Supplied text:
+---+
[Fwd: Re: [Fwd: Re: ignore this, it's about women and sexism ...]]

Katha Pollitt kpollitt at thenation.com
Fri Nov 26 08:26:30 PST 1999

Miles Jackson wrote:
> On Thu, 25 Nov 1999, Katha Pollitt wrote:
> > Ah, so asking the question is "a moment of recurrent exasperation." She
> > has arguments, her critics just lose their tempers! I see why Prof
> > Butler has lately taken up Freud. (btw, shouldn't that be "a recurrent
> > moment of exasperation?")
> > When Prof B goes to the gynecologist -- which I assume she does -- is
> > it because she wants to "perform" being a woman? Or is it that she needs
> > a pap smear? If I perform my gender differently, can I trade in
> > worrying about breast cancer for worrying about my prostate?
> >
> > Katha
> It seems like you read the first line of the quoted passage and
> ignored the rest of it! What you're saying above directly supports
> JB's point: when people make reference to an extradiscursive realm
> (I would say a realm above and beyond social relations), they are
> making a discursive argument.

>In other words, the primacy of
> the physical difference between men and women is something that is
> produced and reinforced by comments like the one you made above.

I know that's what she SAYS. but I don't agree with her. i think she encodes her conclusion in her premiss. BECAUSE she has already decided that physical sex is discursive, any argument one makes to the contrary is part of that discursive system. But she never shows that physical sex is discursive in the first place. She merely asserts this. Again, it really is a lot like Freud, another great mental manipulator: yes means yes and so does no. Everything the patient says merely confirms the doctor's theory, because "there is no NO in the unconscious."

By the way,
> if you perform gender differently and engage in various
> procedures to better meet the criteria of being a man in our
> society (e.g., breast removal), then your gender performance does
> influence your chance of breast cancer.

I don't think a woman with a double mastectomy is meeting a criterion of being a man in our society. She is a woman who has had her breasts cut off. If you saw a photo of a male chest and one of a doubly=mastectomized female one, you'd have no trouble at all telling them apart. Men don't usually have huge scars all over their chests, and no nipples.

Also, not to beat this thing into the ground, a more manly gender performance (as you would see it, not me) may well INCREASE a woman's chances of getting breast cancer: never having been pregnant or breastfed a baby, for example.
+---+
Work instruction: Can you copy the mailing-list post word for word, beginning at the words "Katha Pollitt kpollitt" and stopping after "about my prostate?"?
+---+
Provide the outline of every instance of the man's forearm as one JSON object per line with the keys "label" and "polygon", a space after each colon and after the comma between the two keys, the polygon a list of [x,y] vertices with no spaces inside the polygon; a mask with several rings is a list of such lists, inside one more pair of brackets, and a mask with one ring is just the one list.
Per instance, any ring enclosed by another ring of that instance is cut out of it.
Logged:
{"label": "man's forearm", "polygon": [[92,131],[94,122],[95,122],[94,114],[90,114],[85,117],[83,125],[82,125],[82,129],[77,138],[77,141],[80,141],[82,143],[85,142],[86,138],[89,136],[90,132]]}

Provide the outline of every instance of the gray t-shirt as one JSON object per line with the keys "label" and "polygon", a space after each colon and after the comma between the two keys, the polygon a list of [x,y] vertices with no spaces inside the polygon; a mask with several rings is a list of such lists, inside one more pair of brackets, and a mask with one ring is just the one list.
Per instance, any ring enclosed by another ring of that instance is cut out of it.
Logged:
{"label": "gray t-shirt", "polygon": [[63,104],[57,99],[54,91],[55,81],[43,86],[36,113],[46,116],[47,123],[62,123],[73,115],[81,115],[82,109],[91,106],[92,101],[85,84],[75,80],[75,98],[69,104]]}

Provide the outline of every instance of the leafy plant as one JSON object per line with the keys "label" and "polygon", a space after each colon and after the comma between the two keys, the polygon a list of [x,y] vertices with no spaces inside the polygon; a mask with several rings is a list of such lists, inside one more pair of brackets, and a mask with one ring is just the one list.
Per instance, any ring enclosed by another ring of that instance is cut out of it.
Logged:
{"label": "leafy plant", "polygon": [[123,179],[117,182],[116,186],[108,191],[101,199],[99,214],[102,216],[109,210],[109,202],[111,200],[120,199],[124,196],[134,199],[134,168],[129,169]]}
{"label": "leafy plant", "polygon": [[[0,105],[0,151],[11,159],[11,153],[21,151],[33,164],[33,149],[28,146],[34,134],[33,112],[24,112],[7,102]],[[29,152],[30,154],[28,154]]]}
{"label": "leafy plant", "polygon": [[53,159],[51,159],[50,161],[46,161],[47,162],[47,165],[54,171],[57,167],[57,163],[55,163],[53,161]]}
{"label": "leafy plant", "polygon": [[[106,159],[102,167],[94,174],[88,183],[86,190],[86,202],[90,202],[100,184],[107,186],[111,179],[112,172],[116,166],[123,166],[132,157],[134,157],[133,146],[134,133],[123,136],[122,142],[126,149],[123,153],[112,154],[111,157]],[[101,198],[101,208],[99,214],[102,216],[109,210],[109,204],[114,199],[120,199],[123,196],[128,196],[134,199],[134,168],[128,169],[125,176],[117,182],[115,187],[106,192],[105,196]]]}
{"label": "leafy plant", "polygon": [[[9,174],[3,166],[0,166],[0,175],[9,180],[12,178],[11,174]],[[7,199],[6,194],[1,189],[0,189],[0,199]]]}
+---+
Problem solution:
Katha Pollitt kpollitt at thenation.com
Fri Nov 26 08:26:30 PST 1999

Miles Jackson wrote:
> On Thu, 25 Nov 1999, Katha Pollitt wrote:
> > Ah, so asking the question is "a moment of recurrent exasperation." She
> > has arguments, her critics just lose their tempers! I see why Prof
> > Butler has lately taken up Freud. (btw, shouldn't that be "a recurrent
> > moment of exasperation?")
> > When Prof B goes to the gynecologist -- which I assume she does -- is
> > it because she wants to "perform" being a woman? Or is it that she needs
> > a pap smear? If I perform my gender differently, can I trade in
> > worrying about breast cancer for worrying about my prostate?